== Extracted information

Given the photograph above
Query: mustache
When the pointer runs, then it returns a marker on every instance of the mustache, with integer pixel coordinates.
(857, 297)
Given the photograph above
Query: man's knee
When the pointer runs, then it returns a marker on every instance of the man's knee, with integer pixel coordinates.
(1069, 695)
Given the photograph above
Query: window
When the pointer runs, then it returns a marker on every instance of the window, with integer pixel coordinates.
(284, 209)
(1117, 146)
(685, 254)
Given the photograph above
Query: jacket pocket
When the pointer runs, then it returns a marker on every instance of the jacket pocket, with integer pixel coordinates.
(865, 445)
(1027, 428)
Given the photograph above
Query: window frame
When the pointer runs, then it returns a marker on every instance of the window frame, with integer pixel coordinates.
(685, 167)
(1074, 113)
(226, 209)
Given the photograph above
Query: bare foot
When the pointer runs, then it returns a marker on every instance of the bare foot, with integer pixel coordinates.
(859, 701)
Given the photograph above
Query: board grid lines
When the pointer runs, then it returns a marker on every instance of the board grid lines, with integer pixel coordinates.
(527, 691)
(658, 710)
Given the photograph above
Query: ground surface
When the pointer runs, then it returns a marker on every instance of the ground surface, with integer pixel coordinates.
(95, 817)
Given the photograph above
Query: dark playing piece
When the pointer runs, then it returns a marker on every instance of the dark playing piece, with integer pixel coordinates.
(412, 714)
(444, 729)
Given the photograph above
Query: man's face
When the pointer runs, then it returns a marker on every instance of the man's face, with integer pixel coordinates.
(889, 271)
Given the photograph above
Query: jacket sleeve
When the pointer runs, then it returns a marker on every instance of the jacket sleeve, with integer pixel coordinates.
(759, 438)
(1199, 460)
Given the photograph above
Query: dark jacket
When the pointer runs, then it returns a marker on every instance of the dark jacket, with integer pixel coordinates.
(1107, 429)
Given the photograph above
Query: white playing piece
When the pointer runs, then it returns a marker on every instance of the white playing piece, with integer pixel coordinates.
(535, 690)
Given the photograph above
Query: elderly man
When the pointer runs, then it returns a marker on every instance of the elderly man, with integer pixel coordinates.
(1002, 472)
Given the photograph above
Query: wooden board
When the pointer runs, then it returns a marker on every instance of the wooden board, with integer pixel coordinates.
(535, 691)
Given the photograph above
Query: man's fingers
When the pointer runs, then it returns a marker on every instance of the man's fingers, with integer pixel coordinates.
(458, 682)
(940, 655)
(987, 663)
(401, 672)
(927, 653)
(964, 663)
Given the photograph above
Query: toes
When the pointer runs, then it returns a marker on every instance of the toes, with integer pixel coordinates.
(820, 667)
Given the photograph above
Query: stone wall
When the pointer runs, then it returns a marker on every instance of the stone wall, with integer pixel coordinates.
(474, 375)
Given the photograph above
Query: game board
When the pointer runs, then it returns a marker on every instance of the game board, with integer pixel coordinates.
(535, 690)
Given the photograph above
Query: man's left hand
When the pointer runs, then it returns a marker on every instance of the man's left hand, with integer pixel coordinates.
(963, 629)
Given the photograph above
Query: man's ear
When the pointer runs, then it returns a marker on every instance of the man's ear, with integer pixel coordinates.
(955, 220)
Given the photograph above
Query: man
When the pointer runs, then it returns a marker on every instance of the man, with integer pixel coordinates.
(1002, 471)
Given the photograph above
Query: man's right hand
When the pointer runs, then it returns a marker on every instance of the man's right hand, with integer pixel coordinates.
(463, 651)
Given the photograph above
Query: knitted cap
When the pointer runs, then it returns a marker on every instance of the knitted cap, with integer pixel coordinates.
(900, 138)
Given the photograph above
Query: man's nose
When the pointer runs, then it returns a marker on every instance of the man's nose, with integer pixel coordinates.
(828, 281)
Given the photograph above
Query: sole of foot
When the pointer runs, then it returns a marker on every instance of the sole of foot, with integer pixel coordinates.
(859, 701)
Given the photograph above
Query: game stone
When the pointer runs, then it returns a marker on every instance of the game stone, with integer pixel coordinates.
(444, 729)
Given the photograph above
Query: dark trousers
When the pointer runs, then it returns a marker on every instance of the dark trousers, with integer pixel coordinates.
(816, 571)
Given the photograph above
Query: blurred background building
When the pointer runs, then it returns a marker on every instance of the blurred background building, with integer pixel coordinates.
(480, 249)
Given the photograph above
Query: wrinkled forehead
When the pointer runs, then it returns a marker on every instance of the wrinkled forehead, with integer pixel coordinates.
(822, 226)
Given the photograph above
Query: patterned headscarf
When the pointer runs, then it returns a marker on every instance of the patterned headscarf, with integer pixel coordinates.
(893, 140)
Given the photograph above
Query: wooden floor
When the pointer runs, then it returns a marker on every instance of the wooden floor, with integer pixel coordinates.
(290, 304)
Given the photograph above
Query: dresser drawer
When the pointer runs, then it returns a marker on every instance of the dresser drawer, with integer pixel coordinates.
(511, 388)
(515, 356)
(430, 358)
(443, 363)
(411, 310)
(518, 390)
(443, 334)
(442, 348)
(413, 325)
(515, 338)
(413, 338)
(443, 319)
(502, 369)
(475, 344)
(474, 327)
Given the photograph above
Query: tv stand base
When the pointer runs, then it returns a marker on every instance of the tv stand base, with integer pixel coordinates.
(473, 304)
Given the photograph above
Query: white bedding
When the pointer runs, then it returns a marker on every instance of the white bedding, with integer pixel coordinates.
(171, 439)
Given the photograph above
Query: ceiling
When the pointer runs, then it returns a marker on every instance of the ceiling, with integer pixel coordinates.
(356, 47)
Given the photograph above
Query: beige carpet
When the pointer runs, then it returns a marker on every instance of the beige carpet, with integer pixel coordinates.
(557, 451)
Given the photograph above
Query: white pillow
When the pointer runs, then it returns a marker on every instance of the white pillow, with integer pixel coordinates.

====

◆ What you will do
Duplicate the stretch of rows from the start through the line containing "(1069, 695)", keeping both ends.

◆ The answer
Given the photograph above
Query: mustache
When the pointer runs, then it returns a marker on every instance of the mustache, with integer pixel coordinates.
(857, 297)
Given the photograph above
Query: man's knee
When the pointer runs, then it returns a marker on every instance of the man's knee, with integer pixel coordinates.
(1069, 695)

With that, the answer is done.